• _Instructions for the task_: Can you output the records below exactly as they are written?

....

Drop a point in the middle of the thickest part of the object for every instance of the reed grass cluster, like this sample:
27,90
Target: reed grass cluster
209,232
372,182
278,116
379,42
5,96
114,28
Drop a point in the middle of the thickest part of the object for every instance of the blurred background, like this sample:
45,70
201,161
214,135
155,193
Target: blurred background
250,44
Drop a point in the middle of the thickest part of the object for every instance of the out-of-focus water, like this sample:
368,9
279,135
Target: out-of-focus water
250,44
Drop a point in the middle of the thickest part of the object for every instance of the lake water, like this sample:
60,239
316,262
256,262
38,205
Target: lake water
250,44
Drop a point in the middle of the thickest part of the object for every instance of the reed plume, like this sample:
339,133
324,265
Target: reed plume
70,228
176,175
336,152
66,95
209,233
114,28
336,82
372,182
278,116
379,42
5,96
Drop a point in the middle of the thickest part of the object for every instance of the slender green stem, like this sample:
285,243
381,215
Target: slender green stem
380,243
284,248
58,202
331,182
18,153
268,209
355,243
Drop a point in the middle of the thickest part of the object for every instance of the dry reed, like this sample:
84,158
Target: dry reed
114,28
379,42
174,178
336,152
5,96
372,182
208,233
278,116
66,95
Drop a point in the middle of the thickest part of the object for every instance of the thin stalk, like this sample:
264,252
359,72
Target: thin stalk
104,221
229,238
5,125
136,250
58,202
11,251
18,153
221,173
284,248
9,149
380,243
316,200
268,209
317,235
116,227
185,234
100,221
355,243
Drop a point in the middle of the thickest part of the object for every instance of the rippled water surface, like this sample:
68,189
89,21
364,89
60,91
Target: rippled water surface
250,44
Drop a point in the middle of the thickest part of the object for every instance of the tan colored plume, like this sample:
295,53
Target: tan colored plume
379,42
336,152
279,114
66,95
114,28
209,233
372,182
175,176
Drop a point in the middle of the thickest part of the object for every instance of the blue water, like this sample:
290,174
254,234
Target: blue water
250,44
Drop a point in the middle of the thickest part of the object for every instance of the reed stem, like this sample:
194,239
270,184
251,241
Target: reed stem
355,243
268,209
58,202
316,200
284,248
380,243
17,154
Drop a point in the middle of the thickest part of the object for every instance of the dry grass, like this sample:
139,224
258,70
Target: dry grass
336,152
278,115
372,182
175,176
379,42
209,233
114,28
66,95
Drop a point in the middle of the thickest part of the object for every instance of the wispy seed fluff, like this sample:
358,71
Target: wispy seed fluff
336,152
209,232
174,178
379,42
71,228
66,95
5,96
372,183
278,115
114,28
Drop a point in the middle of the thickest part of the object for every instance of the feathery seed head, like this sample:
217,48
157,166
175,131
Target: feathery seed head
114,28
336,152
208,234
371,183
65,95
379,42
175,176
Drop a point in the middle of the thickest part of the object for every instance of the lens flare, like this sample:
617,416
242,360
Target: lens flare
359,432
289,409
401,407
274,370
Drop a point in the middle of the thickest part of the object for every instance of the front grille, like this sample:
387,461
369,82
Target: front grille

....

• _Response to this exercise_:
Drop a point in the middle of the thickest part of the object for every instance of the reed grass cluster, like this sample:
27,90
Target: reed grass cluster
209,232
372,182
278,116
379,42
5,96
114,28
Drop a point in the middle of the thickest part of the object for every instance of the blurred background, like this sample:
45,70
201,161
214,135
155,193
Target: blurred background
250,44
Drop a point in the middle of the thickest part of the object for every instance of the out-of-focus water, like this sample:
368,9
279,135
Target: out-of-focus water
250,44
Drop a point in the middle of the thickest part of the object for every instance of the lake water, like this sample:
60,239
316,262
256,262
38,205
Target: lake water
250,44
Drop a point in the middle of the thickest part of the object for every instance of the reed plume, like this sample:
339,133
324,265
Target: reed plume
70,228
176,175
336,152
66,95
209,233
114,28
336,82
372,182
278,116
379,42
5,96
Drop a point in the middle of the thickest part of the object for every instance of the slender green stem, like this sample:
285,243
381,215
Target: slender green stem
380,243
284,248
58,202
331,182
18,153
268,209
355,243
Drop a point in the middle of the thickest part of the object for every instance of the dry reed, like this sample:
84,158
Target: dry reed
114,28
379,42
174,178
336,152
5,96
372,182
208,233
278,116
66,95
Drop a point in the middle of the thickest part of the object for every instance of the thin stalk, like this sample:
264,252
359,72
Target: thin stalk
104,221
229,238
5,125
136,250
58,202
11,251
18,153
221,173
284,248
9,149
380,243
316,200
268,209
317,235
116,227
185,234
100,221
355,243
Drop a point in the middle of the thickest part of the object for every instance of the rippled water surface, like this sample:
68,189
89,21
364,89
60,91
Target: rippled water surface
250,44
Drop a point in the middle of the thickest part of the object for every instance of the tan colored plume, like this sample:
295,53
Target: tan colored plume
379,42
336,152
279,114
66,95
114,28
209,233
372,182
175,176
Drop a point in the middle of the thickest part of the object for every instance of the blue water, like this sample:
290,174
254,234
Target: blue water
250,44
Drop a point in the middle of the thickest part of the object for every instance of the reed stem, like this sample:
194,239
270,184
251,241
Target: reed stem
355,243
268,209
58,202
316,200
284,248
380,243
17,154
Drop a point in the middle of the thickest part of the object for every instance of the dry grass, like this sample:
139,224
258,70
Target: dry grass
336,152
278,115
372,182
175,176
379,42
209,233
114,28
66,95
Drop a point in the middle of the thickest part of the object for every instance of the wispy seed fluff, like this sample:
358,71
Target: wispy seed fluff
336,152
209,232
174,178
379,42
71,228
66,95
5,96
372,183
278,115
114,28
Drop a point in the middle of the thickest part of the object for every instance of the feathery seed head, like this sample:
217,48
157,166
175,131
Target: feathery seed head
114,28
336,152
208,234
371,183
65,95
379,42
175,176
Drop a point in the middle of the thickest part of the object for every instance of the lens flare, like this sample:
617,416
242,360
Target: lens flare
359,432
289,409
401,407
274,370
Drop a point in the middle of the thickest part of the object for every instance of the front grille, like this sample:
387,461
369,82
Target: front grille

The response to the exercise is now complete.